Exercise instructions — Extract every line of text from the records below, word for word, and leave the pictures out.

Provided data —
+++
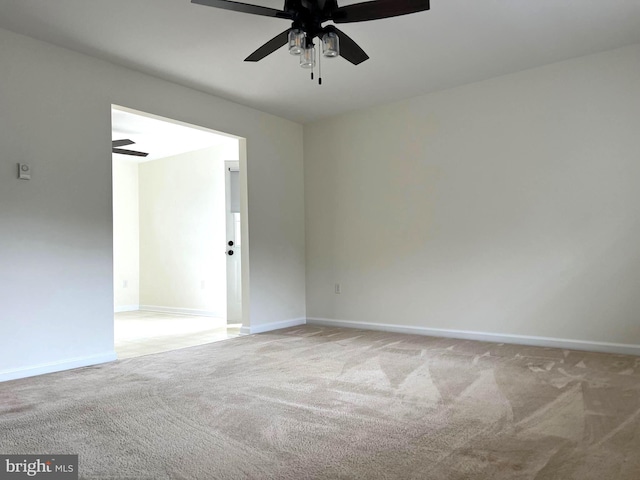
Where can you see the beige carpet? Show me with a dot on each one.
(328, 403)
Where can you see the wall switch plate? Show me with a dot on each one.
(24, 171)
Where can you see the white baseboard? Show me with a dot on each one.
(56, 366)
(181, 311)
(126, 308)
(567, 344)
(268, 327)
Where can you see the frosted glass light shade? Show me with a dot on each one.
(330, 45)
(308, 58)
(296, 41)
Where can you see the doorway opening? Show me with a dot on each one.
(177, 281)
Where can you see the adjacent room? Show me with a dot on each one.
(428, 268)
(173, 266)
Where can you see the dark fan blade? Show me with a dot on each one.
(122, 143)
(122, 151)
(269, 47)
(350, 50)
(244, 8)
(361, 12)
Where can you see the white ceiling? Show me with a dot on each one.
(456, 42)
(161, 138)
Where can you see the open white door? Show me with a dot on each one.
(234, 242)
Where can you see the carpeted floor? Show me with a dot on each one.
(329, 403)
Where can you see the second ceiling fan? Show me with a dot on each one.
(307, 17)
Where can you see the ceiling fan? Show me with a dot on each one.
(307, 17)
(123, 143)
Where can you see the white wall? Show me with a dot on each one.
(183, 233)
(509, 206)
(56, 243)
(126, 235)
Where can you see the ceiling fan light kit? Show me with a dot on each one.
(307, 17)
(296, 41)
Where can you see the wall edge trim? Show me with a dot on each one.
(567, 344)
(126, 308)
(69, 364)
(181, 311)
(268, 327)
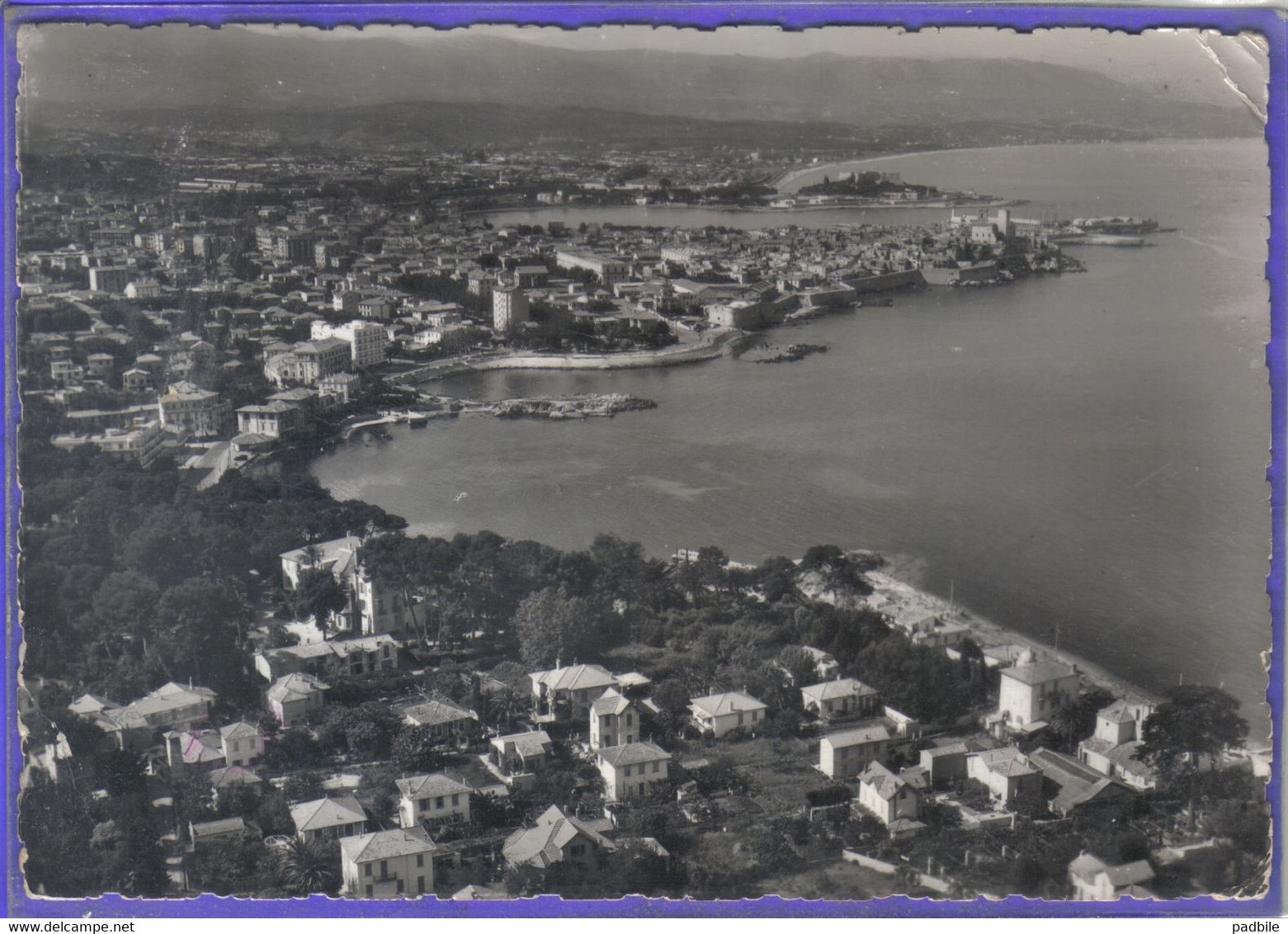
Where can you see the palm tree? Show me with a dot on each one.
(305, 867)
+++
Answer —
Where can you see the beige carpet? Show me with a dot on each one.
(328, 403)
Where can you see the wall switch plate? Show me with a dot on each one.
(24, 171)
Where can you see the white baseboard? Show me with a dot on each one.
(56, 366)
(181, 311)
(126, 308)
(567, 344)
(268, 327)
Where can you see the frosted glass light shade? Show me with a dot on each one.
(330, 45)
(308, 58)
(296, 41)
Where can you see the doorway opening? Show me with a dot on each one.
(177, 281)
Where can you see the adjacent room? Show me with a dot on each one.
(428, 268)
(173, 266)
Where can you see the dark fan blade? Show me with a dot on each one.
(122, 143)
(122, 151)
(269, 47)
(350, 50)
(244, 8)
(361, 12)
Where can you see the white ceiling? Show me with a dot on each one.
(456, 42)
(161, 138)
Where can you see the open white door? Show me with a dot on each one.
(234, 242)
Where can you see the carpeted floor? Show me with a dot on each one.
(329, 403)
Where can you see the second ceiling fan? Show me with a dot on each one.
(307, 17)
Where can you see the ceiling fan? Show me with a dot on each one.
(307, 17)
(123, 143)
Where can you see the white wall? Show me with a dot on each one.
(183, 233)
(509, 206)
(56, 243)
(126, 235)
Where can you see the ceiling fan light kit? Show me with a dot on each one.
(307, 17)
(296, 41)
Where can you see the wall edge trim? Show me with a dot on each one.
(567, 344)
(126, 308)
(69, 364)
(181, 311)
(268, 327)
Where can you see the palm tree? Show me with a dot on each one.
(305, 867)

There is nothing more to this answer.